● **Complete the following**:
1. Please transcribe the vacation blog post between "OK Boys, Break’s" and "rules will suffice.", inclusive.
2. Translate this sentence from the vacation blog post into Spanish: "But with a family reunion as the basis for the vacation, well, that one got waived."
3. Resume the vacation blog post from its final sentence, keeping its voice.

● **Excerpt**:
BEGIN

Most of this is from song lyrics that I wrote over 20 years ago. Most… because I don’t remember all of the words, so I filled in the rest with what you see here. What I remembered (mostly the music) was going through my head… it relates to some current difficulties. Things are far better than when I wrote the original, but it is good to know that cynicism and exploring the darkness is timeless…

Sunday, July 6, 2008

OK Boys, Break’s Over…

… and so my first real vacation in over seven years come to a close. You may say, “Hey, what about all of those Disney trips? “ Well, here is how I define a real vacation:

It must last at least one full week AND it requires being away from home for that week

There is usually a third – It must involve no more than two people, and one of those two must be me. But with a family reunion as the basis for the vacation, well, that one got waived. Besides, the aforementioned vacation seven years ago was the beginning of a series of events that resulted in my eventual divorce. While, in retrospect, that is not a bad thing, I am not looking to repeat that experience ever again… the two rules will suffice.

END

● **Given information**:
BEGIN

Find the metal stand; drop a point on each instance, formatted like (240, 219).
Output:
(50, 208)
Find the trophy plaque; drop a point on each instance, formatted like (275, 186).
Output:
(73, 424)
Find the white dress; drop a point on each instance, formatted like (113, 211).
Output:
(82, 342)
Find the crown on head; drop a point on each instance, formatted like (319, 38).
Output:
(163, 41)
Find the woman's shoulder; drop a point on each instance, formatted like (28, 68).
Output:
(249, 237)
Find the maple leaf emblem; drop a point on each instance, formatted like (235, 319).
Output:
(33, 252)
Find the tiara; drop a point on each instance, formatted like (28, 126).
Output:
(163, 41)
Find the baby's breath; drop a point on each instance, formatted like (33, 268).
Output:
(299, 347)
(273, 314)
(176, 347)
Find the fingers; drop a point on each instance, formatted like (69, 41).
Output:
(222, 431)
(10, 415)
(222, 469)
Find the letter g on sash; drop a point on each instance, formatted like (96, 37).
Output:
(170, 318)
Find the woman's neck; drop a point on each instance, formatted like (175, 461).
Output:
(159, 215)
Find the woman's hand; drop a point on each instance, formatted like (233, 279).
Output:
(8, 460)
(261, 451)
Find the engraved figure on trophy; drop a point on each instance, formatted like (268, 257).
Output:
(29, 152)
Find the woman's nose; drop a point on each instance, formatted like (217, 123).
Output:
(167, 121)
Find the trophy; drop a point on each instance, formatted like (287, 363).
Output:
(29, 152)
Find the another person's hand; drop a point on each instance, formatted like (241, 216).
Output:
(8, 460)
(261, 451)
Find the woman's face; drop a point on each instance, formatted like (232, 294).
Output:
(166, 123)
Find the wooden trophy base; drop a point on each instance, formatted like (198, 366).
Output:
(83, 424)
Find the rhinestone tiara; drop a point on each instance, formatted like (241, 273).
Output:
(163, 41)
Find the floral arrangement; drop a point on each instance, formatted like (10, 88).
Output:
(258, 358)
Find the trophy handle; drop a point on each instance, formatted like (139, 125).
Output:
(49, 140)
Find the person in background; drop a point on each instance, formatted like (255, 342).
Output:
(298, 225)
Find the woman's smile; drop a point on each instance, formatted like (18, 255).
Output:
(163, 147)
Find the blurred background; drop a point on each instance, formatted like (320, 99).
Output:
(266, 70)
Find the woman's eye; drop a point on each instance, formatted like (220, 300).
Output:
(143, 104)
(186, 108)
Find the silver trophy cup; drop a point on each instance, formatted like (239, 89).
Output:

END

● **Responses to the exercise**:
1.
OK Boys, Break’s Over…

… and so my first real vacation in over seven years come to a close. You may say, “Hey, what about all of those Disney trips? “ Well, here is how I define a real vacation:

It must last at least one full week AND it requires being away from home for that week

There is usually a third – It must involve no more than two people, and one of those two must be me. But with a family reunion as the basis for the vacation, well, that one got waived. Besides, the aforementioned vacation seven years ago was the beginning of a series of events that resulted in my eventual divorce. While, in retrospect, that is not a bad thing, I am not looking to repeat that experience ever again… the two rules will suffice.

2. Pero con una reunión familiar como base de las vacaciones, bueno, esa se dejó de lado.

3.
There is no way that I am going to attempt to chronicle the entire week. But I can give you some highlights (and low points)

There were 19 of us in a very nice beach house at a wonderful location. But, there were 19 of us… Everyone was very nice and considering that I was new to 15 members of David’s family in a potentially awkward situation, everyone was very nice. It didn’t take long to fit in…


I shared a birthday with Amy (pictured beneath the blade), one of David’s nieces, who quickly became my favorite (shhh…. Don’t tell the rest). David gave me a very cool and unexpected gift – the entire Absolutely Fabulous series on DVD, packaged in an absolutely fabulous silver tufted case that looks like a book, complete with silver and black leopard print silk book marker. Smashing, sweetie darling…

There were six children ranging in age from 3 to 13. In my experience and considering my low tolerance for children, I must say they are very well behaved… most of the time. But they are children, so I expect them be just that… children. I think my facial expression says it best...

I have heard it , but now I have experienced it - this family really does get along very well. Most were up each night to the wee hours having cocktails, playing games, having cocktails, talking, having cocktails. Amazing…

David got an earache on Tuesday and is still fighting it.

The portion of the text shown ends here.